------ Source text
Because I almost failed kindergarten, I become a
teacher. Now those seem unlikely dots to
connect but they do.
We were learning colors. The teacher placed a series of
color posters over the top of the chalkboard. The teacher went around the room
asking her pupils what the color was. She pointed. I shrugged my shoulders. She
pointed to the next one. I shrugged again. She pointed to a third poster. I
shrugged again.
The teacher called home and told my mother what happened.
And that’s when my life took a turn. I did not know the names of colors because
no one taught me. Se we sat at the kitchen table, me almost in tears as mom
drilled me on colors. And she was not very kind about it either. She couldn’t believe that I didn’t know
colors. As her frustration increased, my
fear of failure increased, and I cried. I was 5. Yeah, my education career was
off to a good start.
I didn’t know it then and it took a long time for me to
realize what had happened. Mom had never taught me those colors and she really
didn’t actively teach us much of anything. She just expected that kids would
know things. She was not a good teacher. I could never rely upon her for help
with homework.
Lots of things are like that. We have an expectation that
people know certain things. If they don’t know we may express surprise, anger,
or frustration. It happens, albeit not often, that we take the time to
instruct.
Somehow I passed kindergarten. I still don’t know why or
how. I remember the color blindness test that I took sometime later - and, yes,
I am a bit color blind, but it wouldn’t be enough to keep me out of, say, the
military or get in the way at a paint store. I mean I liked the pretzel rods,
milk, and nap time of kindergarten, but I also remember that I was not eager to
return to school.
I am also left handed so it was not easy to learn to write.
------------
------ Extracted information
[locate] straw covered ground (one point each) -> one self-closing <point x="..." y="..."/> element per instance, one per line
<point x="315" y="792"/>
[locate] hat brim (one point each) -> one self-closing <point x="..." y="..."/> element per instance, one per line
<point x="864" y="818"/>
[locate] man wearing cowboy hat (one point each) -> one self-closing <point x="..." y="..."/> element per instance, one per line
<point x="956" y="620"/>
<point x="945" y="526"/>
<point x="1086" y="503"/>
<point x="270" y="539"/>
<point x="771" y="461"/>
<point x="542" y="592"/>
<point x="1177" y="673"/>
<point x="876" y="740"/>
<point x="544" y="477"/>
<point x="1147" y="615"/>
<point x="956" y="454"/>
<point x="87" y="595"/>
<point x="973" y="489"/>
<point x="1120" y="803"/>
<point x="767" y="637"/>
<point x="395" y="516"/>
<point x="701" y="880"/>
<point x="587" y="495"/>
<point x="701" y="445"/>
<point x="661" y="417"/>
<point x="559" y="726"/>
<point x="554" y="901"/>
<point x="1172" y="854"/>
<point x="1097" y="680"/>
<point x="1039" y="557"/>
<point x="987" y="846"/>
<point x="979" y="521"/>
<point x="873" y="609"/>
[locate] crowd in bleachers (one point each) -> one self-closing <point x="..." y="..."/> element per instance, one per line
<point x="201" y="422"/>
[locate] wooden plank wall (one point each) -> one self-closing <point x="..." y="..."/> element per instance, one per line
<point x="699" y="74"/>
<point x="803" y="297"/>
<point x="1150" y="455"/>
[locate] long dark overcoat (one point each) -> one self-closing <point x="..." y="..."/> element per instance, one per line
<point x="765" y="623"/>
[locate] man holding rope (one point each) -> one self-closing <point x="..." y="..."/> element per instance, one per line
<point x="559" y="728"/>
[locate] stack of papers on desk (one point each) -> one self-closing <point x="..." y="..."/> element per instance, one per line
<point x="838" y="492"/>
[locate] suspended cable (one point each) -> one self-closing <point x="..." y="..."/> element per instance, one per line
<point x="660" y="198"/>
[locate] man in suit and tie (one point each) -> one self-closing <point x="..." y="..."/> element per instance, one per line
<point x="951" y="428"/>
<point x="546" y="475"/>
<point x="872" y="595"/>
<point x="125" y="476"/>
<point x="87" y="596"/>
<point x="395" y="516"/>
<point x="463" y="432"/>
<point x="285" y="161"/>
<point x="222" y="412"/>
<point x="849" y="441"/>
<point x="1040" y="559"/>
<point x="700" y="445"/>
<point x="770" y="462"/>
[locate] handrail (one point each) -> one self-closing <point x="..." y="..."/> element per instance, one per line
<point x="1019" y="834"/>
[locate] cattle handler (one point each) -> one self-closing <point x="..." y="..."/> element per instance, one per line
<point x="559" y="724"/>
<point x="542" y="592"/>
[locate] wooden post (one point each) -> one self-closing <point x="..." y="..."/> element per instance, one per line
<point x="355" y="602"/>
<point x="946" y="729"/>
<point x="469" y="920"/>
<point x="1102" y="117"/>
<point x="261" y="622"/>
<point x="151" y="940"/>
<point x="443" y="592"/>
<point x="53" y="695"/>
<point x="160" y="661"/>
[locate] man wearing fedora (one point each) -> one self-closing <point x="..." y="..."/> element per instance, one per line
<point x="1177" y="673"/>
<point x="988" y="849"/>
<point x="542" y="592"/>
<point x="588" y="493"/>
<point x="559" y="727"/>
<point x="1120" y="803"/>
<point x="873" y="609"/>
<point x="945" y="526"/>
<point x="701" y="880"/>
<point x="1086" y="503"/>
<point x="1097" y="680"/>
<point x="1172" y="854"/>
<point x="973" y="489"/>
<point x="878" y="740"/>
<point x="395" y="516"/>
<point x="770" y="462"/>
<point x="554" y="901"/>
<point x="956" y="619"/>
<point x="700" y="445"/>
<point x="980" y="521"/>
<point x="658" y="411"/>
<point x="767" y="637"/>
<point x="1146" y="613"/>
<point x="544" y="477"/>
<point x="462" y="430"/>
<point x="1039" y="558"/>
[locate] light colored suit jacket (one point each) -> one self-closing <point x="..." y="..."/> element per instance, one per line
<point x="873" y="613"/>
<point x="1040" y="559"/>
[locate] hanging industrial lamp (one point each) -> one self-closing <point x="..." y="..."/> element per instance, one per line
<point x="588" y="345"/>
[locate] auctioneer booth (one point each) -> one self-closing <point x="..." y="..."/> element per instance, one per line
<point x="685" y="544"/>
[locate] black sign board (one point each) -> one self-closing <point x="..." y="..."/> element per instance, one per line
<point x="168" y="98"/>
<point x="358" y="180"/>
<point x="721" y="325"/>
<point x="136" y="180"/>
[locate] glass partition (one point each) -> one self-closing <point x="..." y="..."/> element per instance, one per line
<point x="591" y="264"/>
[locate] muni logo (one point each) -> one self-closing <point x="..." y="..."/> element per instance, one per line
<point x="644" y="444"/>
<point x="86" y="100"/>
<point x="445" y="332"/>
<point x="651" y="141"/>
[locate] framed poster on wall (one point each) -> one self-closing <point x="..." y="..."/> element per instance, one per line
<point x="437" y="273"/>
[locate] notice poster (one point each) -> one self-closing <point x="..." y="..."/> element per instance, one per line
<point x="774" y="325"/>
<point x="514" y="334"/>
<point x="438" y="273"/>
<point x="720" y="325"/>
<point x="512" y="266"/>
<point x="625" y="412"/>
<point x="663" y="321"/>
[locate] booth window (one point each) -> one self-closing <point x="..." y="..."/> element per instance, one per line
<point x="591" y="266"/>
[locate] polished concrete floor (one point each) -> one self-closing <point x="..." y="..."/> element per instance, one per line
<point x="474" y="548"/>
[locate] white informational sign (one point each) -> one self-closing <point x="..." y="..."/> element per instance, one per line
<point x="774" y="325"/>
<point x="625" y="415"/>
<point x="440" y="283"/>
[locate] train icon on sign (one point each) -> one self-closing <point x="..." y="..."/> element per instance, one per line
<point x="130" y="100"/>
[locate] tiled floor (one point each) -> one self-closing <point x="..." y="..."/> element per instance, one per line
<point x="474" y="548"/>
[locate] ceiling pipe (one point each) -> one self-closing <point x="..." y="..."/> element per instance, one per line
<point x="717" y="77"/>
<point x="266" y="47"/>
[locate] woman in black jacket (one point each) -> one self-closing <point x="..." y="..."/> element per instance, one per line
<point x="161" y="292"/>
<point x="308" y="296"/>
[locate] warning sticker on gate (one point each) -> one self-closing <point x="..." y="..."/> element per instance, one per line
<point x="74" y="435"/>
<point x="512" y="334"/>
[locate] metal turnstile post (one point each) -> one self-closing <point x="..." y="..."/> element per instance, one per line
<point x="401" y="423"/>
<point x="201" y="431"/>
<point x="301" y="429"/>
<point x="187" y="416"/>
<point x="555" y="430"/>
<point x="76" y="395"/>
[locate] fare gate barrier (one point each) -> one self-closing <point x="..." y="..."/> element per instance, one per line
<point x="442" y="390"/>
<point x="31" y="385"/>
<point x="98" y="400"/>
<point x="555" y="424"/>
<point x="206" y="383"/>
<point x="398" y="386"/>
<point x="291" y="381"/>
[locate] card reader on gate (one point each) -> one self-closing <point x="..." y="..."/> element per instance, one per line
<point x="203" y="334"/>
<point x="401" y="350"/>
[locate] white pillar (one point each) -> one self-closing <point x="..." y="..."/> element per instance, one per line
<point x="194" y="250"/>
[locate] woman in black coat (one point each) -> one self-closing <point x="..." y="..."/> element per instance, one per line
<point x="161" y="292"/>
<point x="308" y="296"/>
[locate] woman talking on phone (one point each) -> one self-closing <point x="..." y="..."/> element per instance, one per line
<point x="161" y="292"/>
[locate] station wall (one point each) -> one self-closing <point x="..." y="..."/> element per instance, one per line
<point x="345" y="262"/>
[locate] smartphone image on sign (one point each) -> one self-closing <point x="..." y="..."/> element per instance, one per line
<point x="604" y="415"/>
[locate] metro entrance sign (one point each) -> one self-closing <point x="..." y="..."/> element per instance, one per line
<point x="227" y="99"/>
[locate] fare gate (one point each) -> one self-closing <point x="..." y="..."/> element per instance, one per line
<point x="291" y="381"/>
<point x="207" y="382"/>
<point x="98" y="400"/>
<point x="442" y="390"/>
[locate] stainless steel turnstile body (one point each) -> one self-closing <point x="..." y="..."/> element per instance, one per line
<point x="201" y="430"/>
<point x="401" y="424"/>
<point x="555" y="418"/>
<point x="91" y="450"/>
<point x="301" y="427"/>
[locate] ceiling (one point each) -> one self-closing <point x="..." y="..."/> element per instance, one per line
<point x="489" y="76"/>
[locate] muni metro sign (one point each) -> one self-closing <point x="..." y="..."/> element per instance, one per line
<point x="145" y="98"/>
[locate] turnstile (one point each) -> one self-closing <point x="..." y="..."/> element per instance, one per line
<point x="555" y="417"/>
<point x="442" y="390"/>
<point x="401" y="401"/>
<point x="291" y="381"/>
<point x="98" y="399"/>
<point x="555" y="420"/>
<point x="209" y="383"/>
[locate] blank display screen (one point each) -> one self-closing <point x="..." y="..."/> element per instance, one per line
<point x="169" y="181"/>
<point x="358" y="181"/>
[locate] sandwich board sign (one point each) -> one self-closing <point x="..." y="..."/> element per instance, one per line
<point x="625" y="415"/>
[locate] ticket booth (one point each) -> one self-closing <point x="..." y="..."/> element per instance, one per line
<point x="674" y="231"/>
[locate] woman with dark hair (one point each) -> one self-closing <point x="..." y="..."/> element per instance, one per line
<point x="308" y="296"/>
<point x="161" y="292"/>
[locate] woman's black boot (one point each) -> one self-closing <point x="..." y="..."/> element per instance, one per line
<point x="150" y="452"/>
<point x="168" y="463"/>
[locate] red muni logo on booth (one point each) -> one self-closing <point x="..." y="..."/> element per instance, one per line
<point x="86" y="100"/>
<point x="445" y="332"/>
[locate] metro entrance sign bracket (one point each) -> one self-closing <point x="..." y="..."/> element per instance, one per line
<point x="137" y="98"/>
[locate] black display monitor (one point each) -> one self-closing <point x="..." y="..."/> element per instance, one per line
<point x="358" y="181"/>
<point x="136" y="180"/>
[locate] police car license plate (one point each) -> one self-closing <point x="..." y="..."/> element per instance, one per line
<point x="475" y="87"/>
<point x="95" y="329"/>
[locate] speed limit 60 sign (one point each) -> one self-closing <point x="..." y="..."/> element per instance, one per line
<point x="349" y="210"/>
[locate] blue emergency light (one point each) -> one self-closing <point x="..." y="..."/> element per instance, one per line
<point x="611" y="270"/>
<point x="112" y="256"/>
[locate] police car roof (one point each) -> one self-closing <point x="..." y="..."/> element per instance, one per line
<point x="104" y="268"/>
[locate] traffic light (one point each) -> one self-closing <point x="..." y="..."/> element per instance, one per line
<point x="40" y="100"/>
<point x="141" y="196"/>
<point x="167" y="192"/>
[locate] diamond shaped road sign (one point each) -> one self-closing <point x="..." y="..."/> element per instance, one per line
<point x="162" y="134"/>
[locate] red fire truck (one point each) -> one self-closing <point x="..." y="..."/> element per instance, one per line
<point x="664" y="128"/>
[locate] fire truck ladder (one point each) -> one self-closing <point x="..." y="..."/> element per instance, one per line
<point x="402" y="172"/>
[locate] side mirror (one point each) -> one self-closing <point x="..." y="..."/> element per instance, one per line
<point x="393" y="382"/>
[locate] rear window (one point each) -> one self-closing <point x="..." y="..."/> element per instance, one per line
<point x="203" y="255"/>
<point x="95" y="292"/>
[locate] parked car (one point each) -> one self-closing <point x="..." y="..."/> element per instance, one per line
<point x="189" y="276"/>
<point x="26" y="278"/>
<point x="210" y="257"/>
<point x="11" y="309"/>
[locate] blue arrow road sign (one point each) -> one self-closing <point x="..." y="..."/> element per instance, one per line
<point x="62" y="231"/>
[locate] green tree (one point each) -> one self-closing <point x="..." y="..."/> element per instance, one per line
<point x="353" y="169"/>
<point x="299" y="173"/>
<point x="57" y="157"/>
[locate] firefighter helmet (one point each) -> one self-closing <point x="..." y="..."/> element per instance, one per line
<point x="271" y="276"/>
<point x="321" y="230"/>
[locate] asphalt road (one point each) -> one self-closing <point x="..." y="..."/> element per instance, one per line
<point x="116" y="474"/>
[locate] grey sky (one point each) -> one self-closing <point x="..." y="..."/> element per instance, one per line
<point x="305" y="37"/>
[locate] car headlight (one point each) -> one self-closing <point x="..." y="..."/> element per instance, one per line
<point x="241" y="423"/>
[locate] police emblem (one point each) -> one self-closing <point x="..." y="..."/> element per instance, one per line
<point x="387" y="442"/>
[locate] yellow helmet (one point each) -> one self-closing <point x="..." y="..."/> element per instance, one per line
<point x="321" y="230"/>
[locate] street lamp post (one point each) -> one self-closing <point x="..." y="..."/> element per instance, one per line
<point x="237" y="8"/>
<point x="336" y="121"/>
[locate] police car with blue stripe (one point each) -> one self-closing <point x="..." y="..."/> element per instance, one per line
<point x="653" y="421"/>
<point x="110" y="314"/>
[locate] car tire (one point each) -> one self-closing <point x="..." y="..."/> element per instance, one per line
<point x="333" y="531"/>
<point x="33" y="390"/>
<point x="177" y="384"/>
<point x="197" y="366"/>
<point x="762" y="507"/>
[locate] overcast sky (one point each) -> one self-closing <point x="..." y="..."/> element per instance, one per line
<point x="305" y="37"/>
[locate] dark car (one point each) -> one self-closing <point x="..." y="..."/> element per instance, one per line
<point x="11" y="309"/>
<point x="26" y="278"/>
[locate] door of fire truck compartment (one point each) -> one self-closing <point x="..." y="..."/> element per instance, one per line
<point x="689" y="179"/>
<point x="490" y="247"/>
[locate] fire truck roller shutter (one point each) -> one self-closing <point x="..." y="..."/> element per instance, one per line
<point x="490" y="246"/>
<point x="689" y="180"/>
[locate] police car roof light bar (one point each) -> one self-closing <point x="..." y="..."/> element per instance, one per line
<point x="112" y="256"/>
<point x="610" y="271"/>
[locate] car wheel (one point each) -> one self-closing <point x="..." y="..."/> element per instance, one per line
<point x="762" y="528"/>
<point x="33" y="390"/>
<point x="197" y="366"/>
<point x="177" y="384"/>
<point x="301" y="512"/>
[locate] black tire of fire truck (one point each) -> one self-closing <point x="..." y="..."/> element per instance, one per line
------------
» Prompt 1:
In the essay about learning colors, what did the teacher do after the writer shrugged at the color posters?
» Prompt 2:
In the essay about learning colors, rewrite the part between "Lots of things" and "learn to write.", inclusive, changing "kindergarten" to "first grade".
» Prompt 3:
Go on with the essay about learning colors from the point where it stops.

» Exercise response 1:
The teacher called home and told the writer's mother what happened.

» Exercise response 2:
Lots of things are like that. We have an expectation that
people know certain things. If they don’t know we may express surprise, anger,
or frustration. It happens, albeit not often, that we take the time to
instruct.
Somehow I passed first grade. I still don’t know why or
how. I remember the color blindness test that I took sometime later - and, yes,
I am a bit color blind, but it wouldn’t be enough to keep me out of, say, the
military or get in the way at a paint store. I mean I liked the pretzel rods,
milk, and nap time of first grade, but I also remember that I was not eager to
return to school.
I am also left handed so it was not easy to learn to write.

» Exercise response 3:
Teachers tried to make me right-handed. It didn’t feel natural. So I had to
figure out how to hold the pencil and make the motions - without smearing the
page. I was never quite successful in that realm. I now call it hand-lefting because it is not
easy to decipher. But that joke masks a sad truth.
I remember when words started to make sense and that I could
finally decode printed words. I felt
powerful like my comic book hero, Superman. I read everything. I finally felt
like I was in charge of my learning.
I wanted to know - not just facts but techniques. I didn’t
want to know the what but I also wanted to know the why and how. My teachers
were often overwhelmed with work and didn’t have time to take a shy kid aside
to help. So I had to figure out how to teach myself.
For instance - tying shoes. I had to figure it out. I was
not taught. I made two loops, crossed them, ran one under the other and pulled.
Except that wasn’t the way other kids did it. I studied how they did it,
reversed the image, and practiced and practiced and practiced. Eventually I
figured it out, but no one taught me. My
high school teachers returned essays with only a grade on the page. There were
no comments. I really had no idea how to write.
Here’s my point. My teachers taught material - not skills.
They expected us to show up at school with the skills. So what if a parent is
not equipped to teach their child those skills like the times tables or the
state capitals or phonics or colors? A child would be left behind. And maybe
abandoned. I had to become a teacher in order to learn.
I was determined to never let that happen to another child.
So I became a teacher.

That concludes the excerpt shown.